__TEXTO APRESENTADO__:
Ontem assisti a mais um concerto do Rui Veloso. É sempre extraordinário, mesmo quando as condições técnicas não são as ideais — o homem passou todo o Porto Covo a afinar a Duesenberg Mike Campbell que quase nem foi usada (mesmo assumindo que estava bem afinada e ele decidiu baixar o tom para mi bemol, seria de esperar haver um briefing com o staff para prevenir estas coisas). E é extraordinário por dois motivos: começando pelo segundo motivo, é a banda. Poderia sublinhar qualquer um, da fabulosa subtileza eficaz da bateria ao piano do Rúben Alves, passando por todos os outros em palco, mas tenho que destacar um: Alexandre Manaia, com a sua t-shirt “Mingos e os Samurais”, nunca fazendo esquecer através das suas PRS e Guild que em 1990 “the grass was greener” e “the light was brighter”. Quem não quereria na sua banda um tipo que sabe complementar sem assassinar, que brilha precisamente por não tentar brilhar? O que me leva ao primeiro motivo: as canções.

__DADOS FORNECIDOS__:
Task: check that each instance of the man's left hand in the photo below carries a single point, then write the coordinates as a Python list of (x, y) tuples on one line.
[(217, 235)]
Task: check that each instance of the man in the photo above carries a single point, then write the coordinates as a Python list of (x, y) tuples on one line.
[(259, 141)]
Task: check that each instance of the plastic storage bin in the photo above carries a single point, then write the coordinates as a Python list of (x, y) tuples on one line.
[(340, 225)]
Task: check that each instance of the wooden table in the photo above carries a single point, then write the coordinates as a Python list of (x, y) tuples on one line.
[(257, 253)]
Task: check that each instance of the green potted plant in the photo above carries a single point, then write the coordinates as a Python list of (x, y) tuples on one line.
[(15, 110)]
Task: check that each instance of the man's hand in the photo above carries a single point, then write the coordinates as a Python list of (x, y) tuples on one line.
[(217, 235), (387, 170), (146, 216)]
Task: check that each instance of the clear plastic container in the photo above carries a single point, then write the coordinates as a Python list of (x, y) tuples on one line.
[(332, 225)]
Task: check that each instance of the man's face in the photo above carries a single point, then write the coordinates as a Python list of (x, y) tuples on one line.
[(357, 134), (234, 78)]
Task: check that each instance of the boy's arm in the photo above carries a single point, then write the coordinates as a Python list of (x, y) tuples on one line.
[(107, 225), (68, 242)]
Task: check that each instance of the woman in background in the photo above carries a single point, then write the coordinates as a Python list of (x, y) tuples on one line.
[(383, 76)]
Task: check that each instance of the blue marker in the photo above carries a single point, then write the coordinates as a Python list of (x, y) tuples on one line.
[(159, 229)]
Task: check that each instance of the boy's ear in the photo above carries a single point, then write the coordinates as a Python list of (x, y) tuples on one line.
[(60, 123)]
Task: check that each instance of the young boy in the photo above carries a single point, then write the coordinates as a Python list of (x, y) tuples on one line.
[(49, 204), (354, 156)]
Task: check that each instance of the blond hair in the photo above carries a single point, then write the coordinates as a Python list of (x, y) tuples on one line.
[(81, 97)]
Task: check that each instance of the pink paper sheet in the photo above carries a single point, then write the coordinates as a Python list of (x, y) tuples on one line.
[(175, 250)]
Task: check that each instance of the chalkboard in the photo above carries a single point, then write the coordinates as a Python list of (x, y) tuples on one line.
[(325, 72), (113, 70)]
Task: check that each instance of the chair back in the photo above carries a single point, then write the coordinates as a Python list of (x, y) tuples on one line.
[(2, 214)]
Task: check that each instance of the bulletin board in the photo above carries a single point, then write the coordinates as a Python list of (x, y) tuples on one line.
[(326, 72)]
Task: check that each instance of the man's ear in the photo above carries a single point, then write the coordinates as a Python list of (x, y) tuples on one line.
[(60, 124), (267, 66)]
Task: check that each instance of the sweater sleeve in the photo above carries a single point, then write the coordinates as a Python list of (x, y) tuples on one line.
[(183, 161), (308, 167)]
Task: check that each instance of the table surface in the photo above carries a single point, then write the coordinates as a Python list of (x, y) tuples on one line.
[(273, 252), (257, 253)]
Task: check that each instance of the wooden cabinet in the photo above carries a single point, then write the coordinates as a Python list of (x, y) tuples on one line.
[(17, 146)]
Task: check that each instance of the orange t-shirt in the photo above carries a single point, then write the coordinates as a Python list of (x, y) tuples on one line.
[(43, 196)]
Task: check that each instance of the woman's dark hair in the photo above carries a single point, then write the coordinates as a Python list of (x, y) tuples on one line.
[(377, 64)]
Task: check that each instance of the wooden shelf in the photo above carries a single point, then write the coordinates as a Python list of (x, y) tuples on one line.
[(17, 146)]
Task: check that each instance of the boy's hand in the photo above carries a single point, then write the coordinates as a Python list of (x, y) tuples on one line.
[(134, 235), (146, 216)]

__LISTA DE TAREFAS__:
**a)** Com base no texto apresentado, explique por que razão o autor considera o concerto extraordinário.
**b)** Que t-shirt usava Alexandre Manaia, de acordo com o texto apresentado?
**c)** Enumere todas as pessoas identificadas pelo nome no texto apresentado.

__RESPOSTAS ESCRITAS__:
**a)** O autor aponta dois motivos: a banda e as canções. Começa pelo segundo, a banda, e só depois passa ao primeiro, as canções.

**b)** Uma t-shirt "Mingos e os Samurais".

**c)** Rui Veloso, Rúben Alves e Alexandre Manaia.